Extracted entries below:

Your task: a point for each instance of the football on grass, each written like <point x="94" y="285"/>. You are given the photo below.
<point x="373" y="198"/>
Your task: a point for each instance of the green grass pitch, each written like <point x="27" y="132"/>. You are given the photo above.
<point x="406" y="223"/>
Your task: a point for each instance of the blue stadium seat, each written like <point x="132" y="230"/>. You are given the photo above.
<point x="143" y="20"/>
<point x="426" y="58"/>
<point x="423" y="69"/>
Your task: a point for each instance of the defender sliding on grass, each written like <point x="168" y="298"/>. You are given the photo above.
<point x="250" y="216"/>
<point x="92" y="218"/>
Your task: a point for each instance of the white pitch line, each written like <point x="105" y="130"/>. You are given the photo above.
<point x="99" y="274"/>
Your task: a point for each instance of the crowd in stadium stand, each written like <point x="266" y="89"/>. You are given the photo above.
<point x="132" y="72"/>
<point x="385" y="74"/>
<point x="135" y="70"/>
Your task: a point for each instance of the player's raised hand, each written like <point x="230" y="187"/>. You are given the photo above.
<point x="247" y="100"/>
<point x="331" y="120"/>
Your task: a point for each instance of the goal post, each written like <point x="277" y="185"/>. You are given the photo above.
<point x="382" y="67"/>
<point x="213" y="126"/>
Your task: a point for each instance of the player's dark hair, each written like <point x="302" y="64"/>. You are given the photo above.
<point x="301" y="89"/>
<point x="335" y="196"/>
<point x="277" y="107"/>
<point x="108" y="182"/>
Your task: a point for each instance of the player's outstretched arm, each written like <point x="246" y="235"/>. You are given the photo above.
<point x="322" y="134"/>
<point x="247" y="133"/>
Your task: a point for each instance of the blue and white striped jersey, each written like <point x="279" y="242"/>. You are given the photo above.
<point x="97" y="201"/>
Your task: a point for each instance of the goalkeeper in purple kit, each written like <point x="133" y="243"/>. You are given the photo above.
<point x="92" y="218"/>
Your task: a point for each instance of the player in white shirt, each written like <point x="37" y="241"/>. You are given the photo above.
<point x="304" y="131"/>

End of Extracted entries.

What is being asked> Every entry above should be transcribed exactly as it appears.

Answer to this task>
Your task: a point for each instance of the football on grass, each written like <point x="94" y="285"/>. You are given the photo below.
<point x="373" y="198"/>
Your task: a point for each instance of the green grass pitch, each written like <point x="27" y="132"/>. You are given the photo above.
<point x="406" y="223"/>
Your task: a point for each instance of the blue stadium seat, each written like <point x="132" y="230"/>. You are given the photo above.
<point x="143" y="20"/>
<point x="426" y="58"/>
<point x="423" y="69"/>
Your task: a point for each instance of the defender sliding on grass, each written like <point x="168" y="298"/>. You are given the photo above.
<point x="250" y="216"/>
<point x="92" y="218"/>
Your task: a point for each instance of the white pitch line, each written like <point x="105" y="130"/>. You are given the photo above.
<point x="99" y="274"/>
Your task: a point for each instance of the crowd in stadium stand, each written like <point x="266" y="89"/>. You are given the photo above.
<point x="132" y="72"/>
<point x="385" y="74"/>
<point x="135" y="70"/>
Your task: a point for each instance of the player's raised hand, each written like <point x="230" y="187"/>. You are given the photo above.
<point x="247" y="100"/>
<point x="331" y="120"/>
Your task: a point for each instance of the goal post, each written like <point x="277" y="185"/>. You are given the photo above.
<point x="382" y="67"/>
<point x="213" y="126"/>
Your task: a point for each instance of the player's dark hair, each written like <point x="302" y="64"/>. You are given the photo above.
<point x="301" y="89"/>
<point x="335" y="196"/>
<point x="277" y="107"/>
<point x="108" y="182"/>
Your task: a point for each instance of the player's outstretched arm, each written like <point x="246" y="235"/>. You are given the photo above.
<point x="322" y="134"/>
<point x="247" y="133"/>
Your task: a point for each instance of the blue and white striped jersey, each written like <point x="279" y="242"/>. You are given the photo above.
<point x="97" y="201"/>
Your task: a point for each instance of the goalkeeper in purple kit, each written like <point x="133" y="243"/>. You are given the photo above.
<point x="92" y="218"/>
Your task: a point for each instance of the player in white shirt, each written like <point x="37" y="241"/>. You are given the photo above.
<point x="304" y="131"/>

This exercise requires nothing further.